Start Recorded information
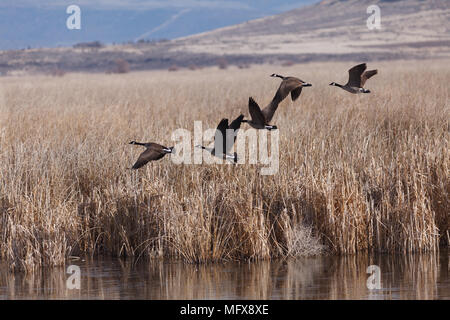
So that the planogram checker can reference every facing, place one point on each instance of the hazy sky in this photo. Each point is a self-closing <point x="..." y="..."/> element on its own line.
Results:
<point x="42" y="23"/>
<point x="158" y="4"/>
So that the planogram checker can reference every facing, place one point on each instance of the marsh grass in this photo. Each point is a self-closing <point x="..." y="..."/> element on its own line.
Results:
<point x="367" y="172"/>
End Recorded information
Given exercise: Reproduce every line of the listing above, requests included, and shift each point coordinate in the answers by adding 71 to both its x and y values. Leave the pictures out.

Completed exercise:
So that the planogram checker can reference every facing, place one point on each instance of the hazy sky in this photo. Each point is a self-closing <point x="..." y="..."/> element on its own line.
Results:
<point x="113" y="94"/>
<point x="229" y="75"/>
So that the planogram checker can reference every facing, place one point on each instance of the marsh grass in this photo. Each point is a self-closing <point x="..." y="..."/> element on its own line.
Results:
<point x="438" y="243"/>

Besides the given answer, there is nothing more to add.